**Dataset extract:**
•••••
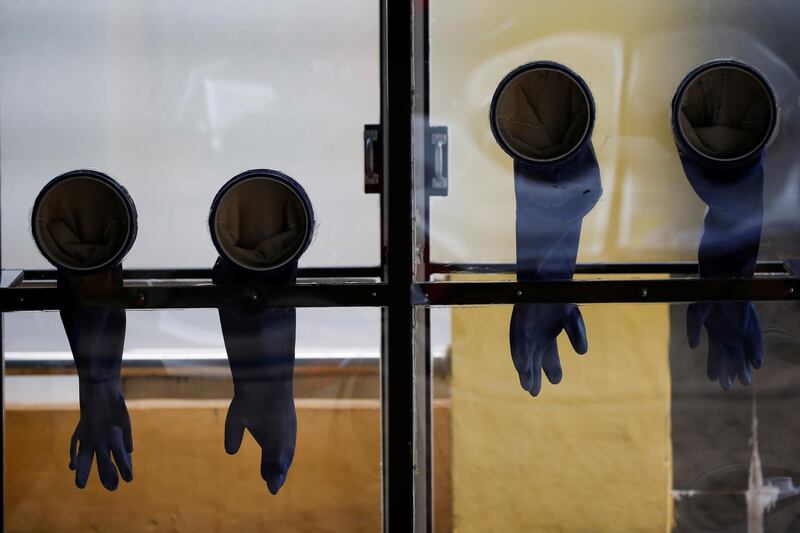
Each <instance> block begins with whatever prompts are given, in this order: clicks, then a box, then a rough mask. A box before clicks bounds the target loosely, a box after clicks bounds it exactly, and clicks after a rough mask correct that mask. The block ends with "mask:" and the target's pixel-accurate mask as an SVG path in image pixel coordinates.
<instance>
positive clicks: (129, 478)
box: [111, 428, 133, 483]
mask: <svg viewBox="0 0 800 533" xmlns="http://www.w3.org/2000/svg"><path fill="white" fill-rule="evenodd" d="M111 454H112V455H113V456H114V462H115V463H117V468H118V469H119V475H120V476H122V479H124V480H125V482H126V483H130V482H131V481H132V480H133V465H132V461H131V456H130V454H129V453H128V452H127V451H126V450H125V447H124V446H123V443H122V430H121V429H119V428H114V436H113V438H112V440H111Z"/></svg>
•••••
**Required work:** Only lines holding "clicks" are wanted; copy all of them from the listing.

**Response area:**
Each <instance> block begins with whatever prompts are given, in this order: clicks, then a box, then a rough mask. A box before clicks bounds the target loosely, a box after clicks bounds it exactly, and clicks after a rough mask correct that mask. The block ends with "mask:" and the target's pixel-accurate mask as an SVG path in image pixel coordinates.
positive clicks: (129, 478)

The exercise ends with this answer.